Énoncé du problème> Dans le texte sur l'entraînement combiné en kayak, condensez en liste le paragraphe qui commence par « Un second paramètre important », sans perdre ses faits principaux.

Texte support>
+===+

Le principal résultat de cette étude est qu'une planification non-linéaire d'entraînement de 12 semaines combinant à la fois un travail d'endurance et un travail de force a été efficace pour induire des améliorations significatives aussi bien en force et en puissance musculaire qu'en endurance. De plus, les valeurs élevées de 1RM, de VO2MAX et de V02 à VT2 montrent que les exigences physiologiques liées à la course en ligne en kayak sont très importantes.
Le protocole testé ici a montré son efficacité quant à l'amélioration de composantes cardio-vasculaires et neuromusculaires chez des sportifs de haut-niveau. Cette méthodologie pourrait servir à de nombreuses activités sportives où des aptitudes élevées de force et d'endurance sont requises.
Les chercheurs ont attribué ces résultats à différents paramètres. Le plus important selon eux est la prioritisation des variables travaillées lors de chacune des phases. Par exemple, le travail en hypertrophie n'a pas été associé avec celui de la puissance maximale aérobie, car ces deux variables mèneront à des adaptations physiologiques opposées. Alors que l'entraînement en hypertrophie est censé augmenter la synthèse protéique au niveau cellulaire, l'entraînement de la PMA requière que le muscle augmente ses capacités oxydatives. C'est pourquoi ces chercheurs ont couplé l'hypertrophie avec le travail de VT2 qui présentait une intensité plus faible et devrait causer moins d'interférence.
Quant au travail de la force / puissance maximale, cela peut être couplé au travail de la PMA, car les stimulus d'entraînement seront principalement orientés à développer les capacités neurales (e.g., augmentation du taux de recrutement des unités motrices, recrutement d'unité motrice à plus haut seuil d'excitabilité, etc.), ce qui ne provoquera pas de trop grandes contraintes métaboliques au niveau du muscle.
Copyright © Mariyan Dimitrov
Un second paramètre important à prendre en compte était la fréquence des entraînements en force. Une trop grande fréquence d'entraînement en force nuit aux gains de force dans des entraînements combinés. De plus, l'agencement des séances de force par rapport à celles d'endurance est un paramètre à ne pas négliger car une récupération insuffisante limiterait les adaptations à l'entraînement à la fois en force et en endurance. Il semble donc préférable de placer les entraînements de force avant les entraînements d'endurance ou d'espacer les séances de 6-8 heures pour une pleine récupération neuromusculaire et énergétique.
Enfin, lors des séances d'entraînement en force, les chercheurs ont insisté sur l'exécution explosive de chaque répétition avec comme objectif de maximiser la vitesse de phase concentrique et sur le fait d'éviter systématiquement l'entraînement jusqu'à l'échec musculaire dans le but d'une meilleure récupération pour les séances suivantes.
Nous remercions chaleureusement Mariyan Dimitrov pour la photographie qui illustre cet article. Mariyan (voir ci-contre) est un kayakiste bulgare de haut-niveau dont le palmarès compte une 7ème place aux Championnats du Monde de 2001 à Poznan (Pologne) en K4 sur 1000m, une 16ème aux J.O. de Sidney en 2000 en K2 sur 1000m et une 8ème place en Finale C aux Championnats du Monde de 2011 à Szeged (Hongrie) en K1 sur 200m.

+===+

Enregistrements présentés>
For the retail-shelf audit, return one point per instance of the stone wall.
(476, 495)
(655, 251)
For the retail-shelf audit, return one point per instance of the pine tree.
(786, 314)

+===+

Résultat obtenu>
- La fréquence des entraînements en force est un paramètre important. Si elle est trop élevée, elle nuit aux gains de force dans les entraînements combinés.
- L'agencement des séances de force par rapport à celles d'endurance compte aussi. Une récupération insuffisante limite les adaptations en force comme en endurance.
- Il vaut donc mieux placer la force avant l'endurance, ou espacer les séances de 6 à 8 heures pour une pleine récupération neuromusculaire et énergétique.